DATA TO EXAMINE START
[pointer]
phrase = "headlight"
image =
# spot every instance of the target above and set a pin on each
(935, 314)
DATA TO EXAMINE END
DATA TO EXAMINE START
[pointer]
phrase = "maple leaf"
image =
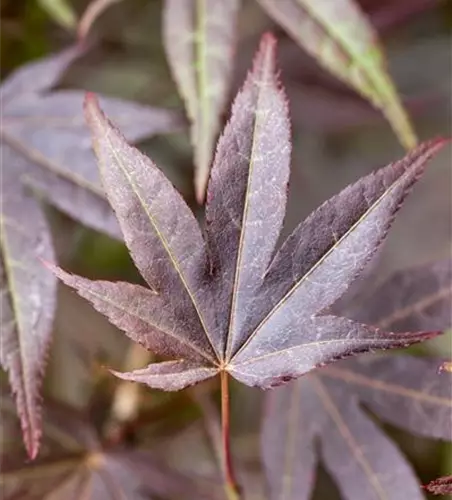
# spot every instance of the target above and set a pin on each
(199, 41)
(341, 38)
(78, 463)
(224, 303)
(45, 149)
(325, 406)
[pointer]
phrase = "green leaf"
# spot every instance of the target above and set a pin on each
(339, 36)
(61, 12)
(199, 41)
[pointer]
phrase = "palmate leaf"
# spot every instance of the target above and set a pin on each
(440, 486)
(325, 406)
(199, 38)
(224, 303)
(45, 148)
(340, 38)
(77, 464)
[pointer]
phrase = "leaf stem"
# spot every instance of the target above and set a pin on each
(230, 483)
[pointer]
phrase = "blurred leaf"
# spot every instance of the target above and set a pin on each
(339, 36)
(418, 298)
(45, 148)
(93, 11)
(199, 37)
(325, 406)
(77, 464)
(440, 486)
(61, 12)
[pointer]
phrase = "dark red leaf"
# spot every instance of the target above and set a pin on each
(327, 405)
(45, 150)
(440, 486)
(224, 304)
DATA TO EXAMINE END
DATA TO EXAMINE START
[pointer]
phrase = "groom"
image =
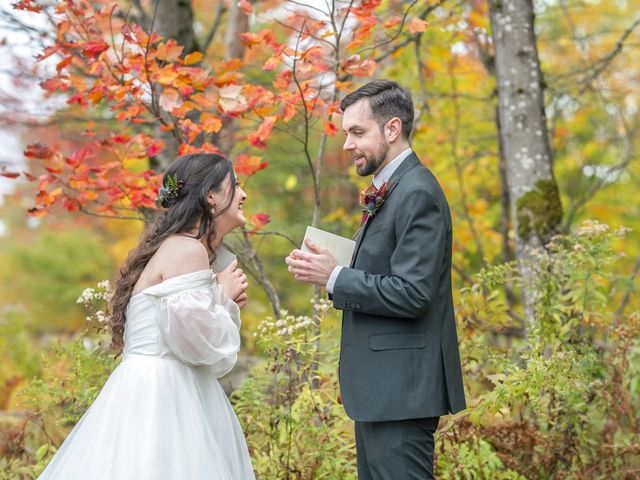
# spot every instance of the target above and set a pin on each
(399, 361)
DATA TO EXAMINE END
Search the entries for the word "leaf" and copy every line that has it.

FINISHED EXERCISE:
phrase = "maple leaf"
phrase = "green leaf"
phrase = "palmate leaf"
phrase = "leaf stem"
phrase = "blurred leaf"
phrase = "dark red leaf"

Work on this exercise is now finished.